* What is expected: Set down exactly the lines below, starting at the one that contains "Target: grass pitch" and ending at the one that contains "[locate] the hurling player in purple", with both of those lines included and nothing else.

* Provided data:

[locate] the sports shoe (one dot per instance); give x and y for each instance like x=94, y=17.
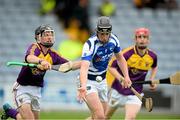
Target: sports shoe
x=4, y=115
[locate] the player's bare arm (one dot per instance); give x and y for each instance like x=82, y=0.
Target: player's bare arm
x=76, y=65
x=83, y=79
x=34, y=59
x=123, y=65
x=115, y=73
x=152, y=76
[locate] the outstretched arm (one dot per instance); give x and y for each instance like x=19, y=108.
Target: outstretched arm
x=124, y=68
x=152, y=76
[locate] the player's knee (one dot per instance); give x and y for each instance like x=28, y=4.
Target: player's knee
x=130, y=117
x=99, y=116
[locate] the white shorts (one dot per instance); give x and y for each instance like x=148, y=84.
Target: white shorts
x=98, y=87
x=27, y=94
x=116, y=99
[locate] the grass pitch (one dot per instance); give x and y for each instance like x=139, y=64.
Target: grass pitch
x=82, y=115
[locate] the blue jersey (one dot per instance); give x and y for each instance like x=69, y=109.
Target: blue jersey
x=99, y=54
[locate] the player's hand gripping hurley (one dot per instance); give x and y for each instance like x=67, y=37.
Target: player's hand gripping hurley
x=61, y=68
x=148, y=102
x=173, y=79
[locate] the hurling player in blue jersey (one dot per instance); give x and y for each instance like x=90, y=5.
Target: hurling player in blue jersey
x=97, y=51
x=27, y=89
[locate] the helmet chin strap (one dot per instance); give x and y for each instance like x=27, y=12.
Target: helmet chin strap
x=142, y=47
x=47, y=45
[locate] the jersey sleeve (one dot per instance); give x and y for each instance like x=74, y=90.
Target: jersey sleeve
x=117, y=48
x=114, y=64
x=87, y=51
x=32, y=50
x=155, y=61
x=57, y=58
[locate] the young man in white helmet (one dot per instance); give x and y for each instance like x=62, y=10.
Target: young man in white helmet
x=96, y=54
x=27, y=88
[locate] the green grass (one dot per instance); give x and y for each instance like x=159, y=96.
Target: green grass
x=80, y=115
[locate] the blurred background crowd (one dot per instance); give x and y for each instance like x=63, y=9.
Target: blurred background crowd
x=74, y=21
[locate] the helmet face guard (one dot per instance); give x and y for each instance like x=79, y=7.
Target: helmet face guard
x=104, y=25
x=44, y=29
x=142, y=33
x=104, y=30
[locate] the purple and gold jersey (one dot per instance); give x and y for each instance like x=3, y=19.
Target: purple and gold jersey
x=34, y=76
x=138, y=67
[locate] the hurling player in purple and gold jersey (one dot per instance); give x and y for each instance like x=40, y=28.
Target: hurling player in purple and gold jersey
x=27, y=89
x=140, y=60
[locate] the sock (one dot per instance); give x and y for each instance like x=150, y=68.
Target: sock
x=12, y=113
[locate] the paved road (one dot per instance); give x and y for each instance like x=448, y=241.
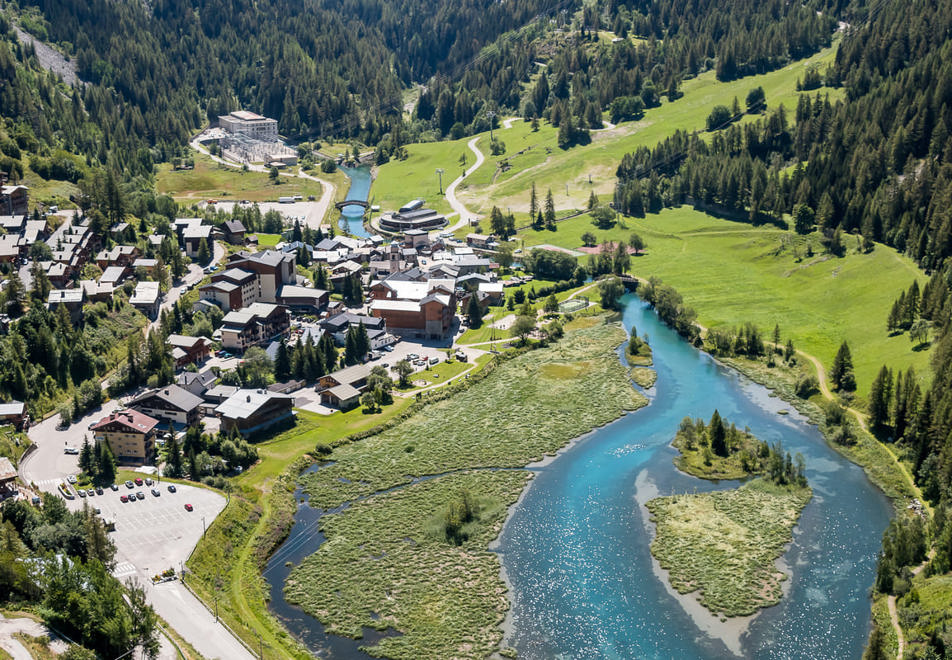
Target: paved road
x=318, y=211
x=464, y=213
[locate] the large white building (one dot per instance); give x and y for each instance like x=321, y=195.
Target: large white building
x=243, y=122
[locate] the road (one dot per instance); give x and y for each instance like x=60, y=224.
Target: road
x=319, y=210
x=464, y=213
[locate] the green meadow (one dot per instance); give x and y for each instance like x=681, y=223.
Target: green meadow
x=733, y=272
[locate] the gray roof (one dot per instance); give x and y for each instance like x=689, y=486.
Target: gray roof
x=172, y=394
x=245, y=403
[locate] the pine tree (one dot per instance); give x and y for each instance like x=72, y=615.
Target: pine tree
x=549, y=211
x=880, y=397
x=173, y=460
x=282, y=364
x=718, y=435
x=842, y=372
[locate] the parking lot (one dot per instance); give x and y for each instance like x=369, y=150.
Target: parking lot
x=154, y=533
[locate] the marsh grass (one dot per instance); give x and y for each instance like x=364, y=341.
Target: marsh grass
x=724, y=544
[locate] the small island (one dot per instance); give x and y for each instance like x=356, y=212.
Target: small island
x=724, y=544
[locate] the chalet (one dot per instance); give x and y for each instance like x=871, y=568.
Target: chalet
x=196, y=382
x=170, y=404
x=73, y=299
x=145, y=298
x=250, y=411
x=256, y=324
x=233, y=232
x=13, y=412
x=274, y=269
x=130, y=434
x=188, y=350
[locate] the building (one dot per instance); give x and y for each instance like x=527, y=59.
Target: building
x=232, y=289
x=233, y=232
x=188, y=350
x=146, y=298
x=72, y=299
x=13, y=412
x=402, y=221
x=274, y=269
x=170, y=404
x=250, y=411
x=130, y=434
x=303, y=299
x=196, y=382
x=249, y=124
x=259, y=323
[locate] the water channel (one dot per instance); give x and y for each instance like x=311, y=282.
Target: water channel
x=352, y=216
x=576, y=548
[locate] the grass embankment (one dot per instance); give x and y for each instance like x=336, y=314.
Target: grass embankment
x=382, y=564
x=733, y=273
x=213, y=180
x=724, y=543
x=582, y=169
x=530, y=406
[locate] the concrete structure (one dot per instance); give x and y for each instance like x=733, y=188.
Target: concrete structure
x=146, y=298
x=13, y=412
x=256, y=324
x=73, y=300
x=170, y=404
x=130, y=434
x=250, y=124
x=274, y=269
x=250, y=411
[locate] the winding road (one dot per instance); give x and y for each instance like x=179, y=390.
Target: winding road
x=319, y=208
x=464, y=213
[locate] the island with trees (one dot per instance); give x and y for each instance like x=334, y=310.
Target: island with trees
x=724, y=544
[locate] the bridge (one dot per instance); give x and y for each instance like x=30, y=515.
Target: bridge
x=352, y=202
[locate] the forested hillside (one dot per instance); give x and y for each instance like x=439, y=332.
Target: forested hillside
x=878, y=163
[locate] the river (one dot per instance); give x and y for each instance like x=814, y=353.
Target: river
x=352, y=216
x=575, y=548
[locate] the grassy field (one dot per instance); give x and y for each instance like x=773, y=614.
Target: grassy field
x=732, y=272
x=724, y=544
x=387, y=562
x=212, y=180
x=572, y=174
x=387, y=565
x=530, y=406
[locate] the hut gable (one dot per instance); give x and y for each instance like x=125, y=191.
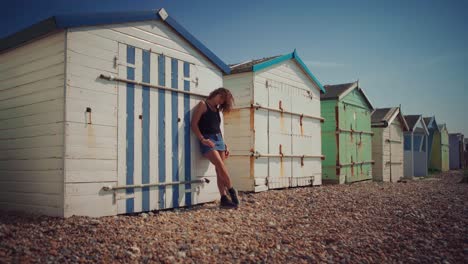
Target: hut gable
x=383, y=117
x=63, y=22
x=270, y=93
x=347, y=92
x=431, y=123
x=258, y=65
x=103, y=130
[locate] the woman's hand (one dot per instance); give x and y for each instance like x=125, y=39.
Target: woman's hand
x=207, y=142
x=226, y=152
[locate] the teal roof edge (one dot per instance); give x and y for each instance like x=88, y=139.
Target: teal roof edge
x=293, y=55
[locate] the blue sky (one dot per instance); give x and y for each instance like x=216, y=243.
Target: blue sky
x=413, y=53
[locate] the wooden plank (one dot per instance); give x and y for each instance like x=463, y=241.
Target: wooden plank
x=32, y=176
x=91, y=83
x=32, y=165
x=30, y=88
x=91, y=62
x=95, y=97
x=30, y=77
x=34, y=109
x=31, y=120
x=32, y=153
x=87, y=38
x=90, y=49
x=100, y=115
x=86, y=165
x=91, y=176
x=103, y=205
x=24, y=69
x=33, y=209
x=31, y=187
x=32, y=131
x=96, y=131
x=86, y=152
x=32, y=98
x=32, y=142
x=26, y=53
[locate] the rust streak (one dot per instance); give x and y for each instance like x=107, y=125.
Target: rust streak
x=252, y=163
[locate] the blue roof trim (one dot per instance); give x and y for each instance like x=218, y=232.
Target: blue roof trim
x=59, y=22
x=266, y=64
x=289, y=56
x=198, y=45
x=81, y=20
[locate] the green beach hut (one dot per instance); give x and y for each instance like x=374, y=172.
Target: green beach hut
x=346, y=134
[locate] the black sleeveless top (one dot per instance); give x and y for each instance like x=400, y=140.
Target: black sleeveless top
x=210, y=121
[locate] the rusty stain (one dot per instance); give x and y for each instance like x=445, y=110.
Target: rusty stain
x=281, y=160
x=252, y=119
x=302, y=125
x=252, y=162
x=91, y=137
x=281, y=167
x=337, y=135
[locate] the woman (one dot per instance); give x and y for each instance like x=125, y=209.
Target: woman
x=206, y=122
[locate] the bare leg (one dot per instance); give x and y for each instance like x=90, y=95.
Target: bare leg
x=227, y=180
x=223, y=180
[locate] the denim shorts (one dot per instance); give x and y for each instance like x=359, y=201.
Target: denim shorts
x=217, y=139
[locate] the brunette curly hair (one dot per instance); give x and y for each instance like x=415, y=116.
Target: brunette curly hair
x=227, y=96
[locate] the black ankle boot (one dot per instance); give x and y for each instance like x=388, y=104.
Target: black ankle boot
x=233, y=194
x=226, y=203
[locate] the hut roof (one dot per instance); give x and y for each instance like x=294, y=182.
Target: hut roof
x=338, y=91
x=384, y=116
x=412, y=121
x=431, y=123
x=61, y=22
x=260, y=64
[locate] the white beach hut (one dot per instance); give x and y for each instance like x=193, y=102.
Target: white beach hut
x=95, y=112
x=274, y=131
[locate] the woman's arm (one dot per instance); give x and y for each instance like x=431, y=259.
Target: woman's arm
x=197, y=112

* Written response:
Target: grass pitch
x=82, y=115
[locate] the blue jersey (one dot per instance); give x and y for each instance like x=69, y=109.
Target: blue jersey
x=99, y=54
[locate] the player's hand gripping hurley (one dot per instance); give x and y for each instance like x=67, y=37.
Target: player's hand gripping hurley
x=61, y=68
x=148, y=102
x=173, y=79
[locate] the hurling player in blue jersey (one dot per instance); give x and y for each instance like x=90, y=5.
Target: hurling player in blue jersey
x=97, y=51
x=27, y=89
[locate] the helmet chin strap (one dot per instance); give x and y for each instance like x=27, y=12.
Target: helmet chin strap
x=142, y=47
x=47, y=45
[locate] the jersey sleeve (one dot per instance); give x and y for each instance like x=74, y=90.
Target: jersey sleeve
x=117, y=48
x=114, y=64
x=87, y=51
x=32, y=50
x=155, y=61
x=57, y=58
[locate] the young man in white helmet (one dot per instance); give x and y for each instance like x=62, y=10.
Target: young man in white helmet
x=96, y=54
x=27, y=88
[locate] the green grass (one dot per instance); give x and y for each instance like x=159, y=96.
Target: green grass
x=80, y=115
[locate] the blurred background crowd (one dot per instance); give x and y for each instance like x=63, y=9.
Target: blurred background crowd
x=74, y=21
[locate] the helmet face guard (one dot per instance); give x and y for each instance like x=79, y=7.
Target: helmet face guard
x=104, y=25
x=44, y=29
x=142, y=33
x=104, y=30
[locate] the purple and gold jersey (one dot per instance); give x and y for each instance like x=3, y=19.
Target: purple and gold jersey
x=34, y=76
x=138, y=67
[locate] the hurling player in purple and gold jersey (one dot per instance); give x and y for each instance like x=40, y=28.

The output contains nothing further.